(Pointing dataset records)
○ ○ ○ ○ ○

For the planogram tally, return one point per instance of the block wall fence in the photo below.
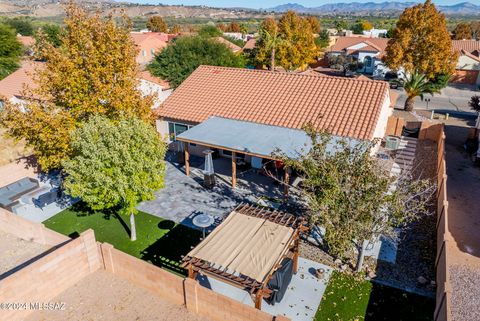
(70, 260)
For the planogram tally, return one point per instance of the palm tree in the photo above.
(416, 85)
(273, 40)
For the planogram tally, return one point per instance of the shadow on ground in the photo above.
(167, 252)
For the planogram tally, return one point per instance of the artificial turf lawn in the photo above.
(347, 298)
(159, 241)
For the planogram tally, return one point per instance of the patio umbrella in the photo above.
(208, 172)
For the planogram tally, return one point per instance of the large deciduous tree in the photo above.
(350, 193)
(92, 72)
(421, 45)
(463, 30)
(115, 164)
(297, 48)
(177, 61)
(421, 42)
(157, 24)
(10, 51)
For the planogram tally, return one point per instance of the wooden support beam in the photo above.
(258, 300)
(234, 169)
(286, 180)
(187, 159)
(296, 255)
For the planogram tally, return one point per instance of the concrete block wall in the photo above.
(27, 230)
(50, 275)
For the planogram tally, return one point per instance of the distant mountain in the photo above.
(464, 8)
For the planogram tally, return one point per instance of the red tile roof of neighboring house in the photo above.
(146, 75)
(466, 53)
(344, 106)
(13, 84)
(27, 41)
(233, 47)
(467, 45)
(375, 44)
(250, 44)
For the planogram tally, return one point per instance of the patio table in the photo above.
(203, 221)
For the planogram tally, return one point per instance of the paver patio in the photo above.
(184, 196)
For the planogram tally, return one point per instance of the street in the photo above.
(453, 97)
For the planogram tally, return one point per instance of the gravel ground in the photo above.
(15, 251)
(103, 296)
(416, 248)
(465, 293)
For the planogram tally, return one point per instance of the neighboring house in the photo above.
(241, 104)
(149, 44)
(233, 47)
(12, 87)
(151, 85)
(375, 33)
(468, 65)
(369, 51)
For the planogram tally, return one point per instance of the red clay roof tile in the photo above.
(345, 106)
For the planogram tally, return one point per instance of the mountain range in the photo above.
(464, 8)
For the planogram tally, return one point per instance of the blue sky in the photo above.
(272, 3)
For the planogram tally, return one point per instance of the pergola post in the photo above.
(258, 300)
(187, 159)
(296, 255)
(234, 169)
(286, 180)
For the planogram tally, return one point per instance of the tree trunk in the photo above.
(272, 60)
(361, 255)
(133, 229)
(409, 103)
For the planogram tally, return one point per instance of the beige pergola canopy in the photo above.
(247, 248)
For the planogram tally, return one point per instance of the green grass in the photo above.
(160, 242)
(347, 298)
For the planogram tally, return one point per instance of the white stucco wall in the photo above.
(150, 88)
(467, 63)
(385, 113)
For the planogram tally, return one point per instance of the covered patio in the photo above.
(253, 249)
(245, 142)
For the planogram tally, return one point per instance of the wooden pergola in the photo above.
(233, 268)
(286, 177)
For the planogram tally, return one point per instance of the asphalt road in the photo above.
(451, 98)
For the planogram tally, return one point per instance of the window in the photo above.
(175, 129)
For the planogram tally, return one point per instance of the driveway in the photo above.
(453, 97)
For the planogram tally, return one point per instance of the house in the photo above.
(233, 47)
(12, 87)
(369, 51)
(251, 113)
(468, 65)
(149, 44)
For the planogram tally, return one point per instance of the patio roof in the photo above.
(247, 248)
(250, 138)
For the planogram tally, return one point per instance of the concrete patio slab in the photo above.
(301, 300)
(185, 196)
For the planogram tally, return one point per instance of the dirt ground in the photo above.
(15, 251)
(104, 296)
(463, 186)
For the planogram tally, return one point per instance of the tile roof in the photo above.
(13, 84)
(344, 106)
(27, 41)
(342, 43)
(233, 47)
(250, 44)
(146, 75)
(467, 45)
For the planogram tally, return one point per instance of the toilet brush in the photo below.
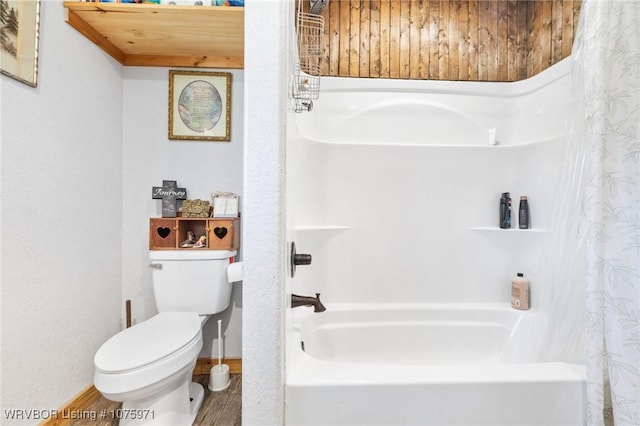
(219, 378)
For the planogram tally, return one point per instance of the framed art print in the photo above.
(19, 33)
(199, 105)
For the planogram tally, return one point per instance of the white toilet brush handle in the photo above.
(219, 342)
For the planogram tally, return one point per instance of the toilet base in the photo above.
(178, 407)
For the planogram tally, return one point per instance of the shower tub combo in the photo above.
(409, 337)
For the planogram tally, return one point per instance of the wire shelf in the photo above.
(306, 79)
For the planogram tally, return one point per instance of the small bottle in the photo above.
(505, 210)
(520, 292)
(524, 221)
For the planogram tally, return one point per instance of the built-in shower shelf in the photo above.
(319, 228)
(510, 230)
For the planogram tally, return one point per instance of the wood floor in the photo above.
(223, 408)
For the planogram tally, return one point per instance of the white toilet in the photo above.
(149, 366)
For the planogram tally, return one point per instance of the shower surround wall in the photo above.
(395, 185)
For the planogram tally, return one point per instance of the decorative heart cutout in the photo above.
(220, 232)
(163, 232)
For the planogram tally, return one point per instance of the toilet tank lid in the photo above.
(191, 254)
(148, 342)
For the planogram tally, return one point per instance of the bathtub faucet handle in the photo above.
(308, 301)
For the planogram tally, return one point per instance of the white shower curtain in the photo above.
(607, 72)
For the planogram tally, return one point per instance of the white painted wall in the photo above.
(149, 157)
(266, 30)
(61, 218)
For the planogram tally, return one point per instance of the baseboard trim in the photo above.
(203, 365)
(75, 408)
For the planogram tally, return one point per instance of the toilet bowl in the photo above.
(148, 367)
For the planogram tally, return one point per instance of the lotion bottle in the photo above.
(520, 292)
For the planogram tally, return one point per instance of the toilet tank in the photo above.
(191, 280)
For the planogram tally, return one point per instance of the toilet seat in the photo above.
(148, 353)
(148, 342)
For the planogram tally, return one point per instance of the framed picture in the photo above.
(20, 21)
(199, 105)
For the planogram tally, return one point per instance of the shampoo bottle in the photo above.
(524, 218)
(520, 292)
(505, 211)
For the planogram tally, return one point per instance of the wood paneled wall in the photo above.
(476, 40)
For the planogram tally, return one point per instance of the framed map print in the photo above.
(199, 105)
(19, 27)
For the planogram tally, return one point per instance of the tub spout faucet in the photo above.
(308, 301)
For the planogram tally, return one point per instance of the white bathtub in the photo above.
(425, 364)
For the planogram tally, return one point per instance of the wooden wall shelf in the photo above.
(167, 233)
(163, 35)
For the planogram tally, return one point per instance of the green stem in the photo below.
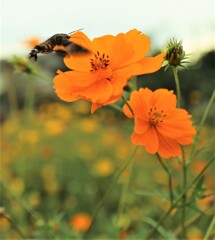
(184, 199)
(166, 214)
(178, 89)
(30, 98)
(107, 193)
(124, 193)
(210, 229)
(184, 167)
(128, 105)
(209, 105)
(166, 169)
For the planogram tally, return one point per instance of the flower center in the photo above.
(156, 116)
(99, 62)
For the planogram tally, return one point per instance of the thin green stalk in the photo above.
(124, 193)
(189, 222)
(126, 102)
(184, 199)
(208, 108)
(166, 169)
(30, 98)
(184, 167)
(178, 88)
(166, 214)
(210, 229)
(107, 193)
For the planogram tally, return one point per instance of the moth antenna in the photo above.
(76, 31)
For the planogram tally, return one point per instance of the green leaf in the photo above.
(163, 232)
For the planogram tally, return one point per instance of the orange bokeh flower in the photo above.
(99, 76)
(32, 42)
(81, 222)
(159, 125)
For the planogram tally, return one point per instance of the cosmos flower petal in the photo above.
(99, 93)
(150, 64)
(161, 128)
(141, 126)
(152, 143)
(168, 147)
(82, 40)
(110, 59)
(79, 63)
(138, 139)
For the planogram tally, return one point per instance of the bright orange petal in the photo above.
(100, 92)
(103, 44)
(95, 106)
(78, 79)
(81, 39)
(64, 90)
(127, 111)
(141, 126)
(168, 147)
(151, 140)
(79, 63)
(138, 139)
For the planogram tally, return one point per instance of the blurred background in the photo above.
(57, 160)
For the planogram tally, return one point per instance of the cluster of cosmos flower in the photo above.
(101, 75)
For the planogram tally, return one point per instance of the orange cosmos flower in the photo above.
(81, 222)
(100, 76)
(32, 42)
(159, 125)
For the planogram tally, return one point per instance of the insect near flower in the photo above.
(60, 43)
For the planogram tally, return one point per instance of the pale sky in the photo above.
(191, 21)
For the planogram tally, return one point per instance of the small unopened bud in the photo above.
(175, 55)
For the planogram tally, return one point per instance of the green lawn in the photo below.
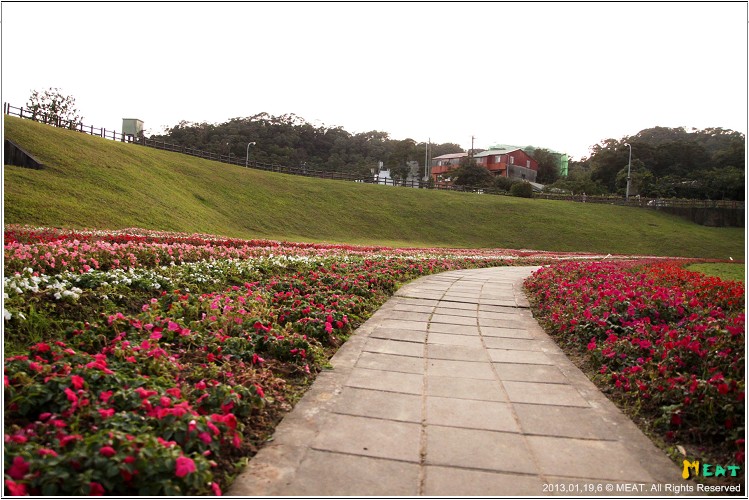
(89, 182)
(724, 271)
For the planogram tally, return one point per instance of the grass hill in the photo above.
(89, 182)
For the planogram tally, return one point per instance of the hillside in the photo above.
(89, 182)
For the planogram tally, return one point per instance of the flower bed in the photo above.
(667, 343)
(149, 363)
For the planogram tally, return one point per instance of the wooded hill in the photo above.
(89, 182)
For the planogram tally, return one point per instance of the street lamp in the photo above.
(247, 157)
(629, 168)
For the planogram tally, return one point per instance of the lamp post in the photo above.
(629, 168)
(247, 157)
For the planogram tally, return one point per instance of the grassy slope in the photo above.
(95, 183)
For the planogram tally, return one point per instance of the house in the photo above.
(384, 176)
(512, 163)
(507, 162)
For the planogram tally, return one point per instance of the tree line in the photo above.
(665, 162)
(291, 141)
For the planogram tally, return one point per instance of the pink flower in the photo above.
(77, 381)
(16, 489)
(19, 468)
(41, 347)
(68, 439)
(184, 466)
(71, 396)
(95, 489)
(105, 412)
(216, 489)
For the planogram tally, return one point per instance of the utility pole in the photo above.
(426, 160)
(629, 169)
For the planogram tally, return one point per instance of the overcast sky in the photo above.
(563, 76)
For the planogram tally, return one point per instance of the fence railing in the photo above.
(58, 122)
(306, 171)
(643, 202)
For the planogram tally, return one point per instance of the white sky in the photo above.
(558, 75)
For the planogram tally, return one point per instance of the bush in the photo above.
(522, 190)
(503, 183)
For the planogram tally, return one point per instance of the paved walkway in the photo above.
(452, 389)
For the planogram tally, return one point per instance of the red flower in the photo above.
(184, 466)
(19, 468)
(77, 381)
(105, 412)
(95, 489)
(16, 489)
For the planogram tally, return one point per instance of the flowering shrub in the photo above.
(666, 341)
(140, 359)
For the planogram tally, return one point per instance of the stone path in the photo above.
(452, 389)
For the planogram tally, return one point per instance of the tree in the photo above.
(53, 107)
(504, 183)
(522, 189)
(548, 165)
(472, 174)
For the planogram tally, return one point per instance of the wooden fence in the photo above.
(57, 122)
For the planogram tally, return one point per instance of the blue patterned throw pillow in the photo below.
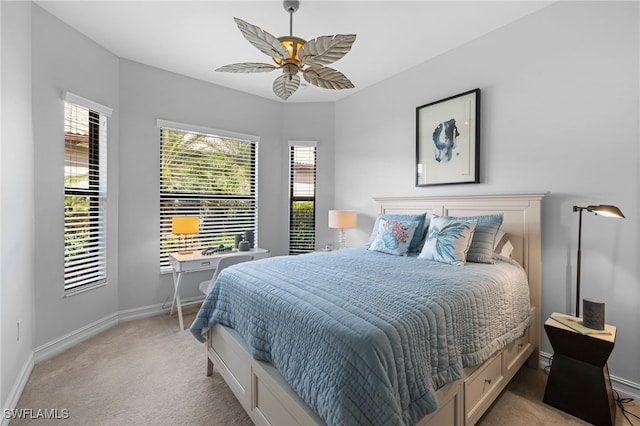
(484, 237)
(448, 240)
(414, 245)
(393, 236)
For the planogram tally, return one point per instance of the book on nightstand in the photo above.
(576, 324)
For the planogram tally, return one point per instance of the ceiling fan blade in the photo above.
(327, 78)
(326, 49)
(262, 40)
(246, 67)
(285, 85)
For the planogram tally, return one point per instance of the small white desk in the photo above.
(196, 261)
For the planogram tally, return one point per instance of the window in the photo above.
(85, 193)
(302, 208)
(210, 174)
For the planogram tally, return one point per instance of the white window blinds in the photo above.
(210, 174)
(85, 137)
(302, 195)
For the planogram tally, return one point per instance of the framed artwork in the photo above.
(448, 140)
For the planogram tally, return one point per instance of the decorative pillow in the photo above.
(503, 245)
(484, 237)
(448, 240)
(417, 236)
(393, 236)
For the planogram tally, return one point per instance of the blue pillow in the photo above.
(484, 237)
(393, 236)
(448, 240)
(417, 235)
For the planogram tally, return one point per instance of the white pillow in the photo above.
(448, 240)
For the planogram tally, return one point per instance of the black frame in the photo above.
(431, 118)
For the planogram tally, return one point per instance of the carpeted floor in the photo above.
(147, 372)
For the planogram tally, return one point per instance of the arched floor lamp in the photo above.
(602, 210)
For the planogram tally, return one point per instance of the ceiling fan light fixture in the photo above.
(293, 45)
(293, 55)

○ ○ ○ ○ ○

**GOAL:**
Output the line containing "nightstand in the photo above." and all lines after it to the end of the records, exactly as given.

**FINISHED TASK:**
For the planogram tally, return one point per instance of the book on nightstand in the photo above.
(576, 324)
For the planogram tally, return one point per instance of the ceiling fan blade in the photo above.
(327, 78)
(326, 49)
(262, 40)
(246, 67)
(285, 85)
For the planogram tally, return one point per instance of the small white desk in the photo above.
(196, 261)
For the planogram tally, return one point per instance of the window in the photo above.
(85, 193)
(302, 208)
(210, 174)
For the planogram tally, return one point per instance of the white window blinds in the photo above.
(210, 174)
(85, 137)
(302, 195)
For the planogram tally, return one point per instance of the framed artwork in the photo above.
(448, 140)
For the planogram tally, return one point per instance of the decorative pillow in the photo above.
(503, 245)
(484, 237)
(448, 240)
(417, 236)
(393, 236)
For the planogram tally, return one point per instance of the blue pillow in the photo above.
(484, 237)
(393, 236)
(448, 240)
(417, 235)
For the planogram tally, return one point per instance of the white pillow in the photo above.
(448, 240)
For the planogram tally, return one point per instance of the black frame in the photo above.
(431, 118)
For the planogram tally, return one point per instance of the carpeted floor in the photo above.
(147, 372)
For the planogram tally, return one point per instance of the arched floor lamp in the photo above.
(602, 210)
For the planogram tally, return one point per instance of the ceiling fan light fixture in the photo above.
(293, 45)
(293, 55)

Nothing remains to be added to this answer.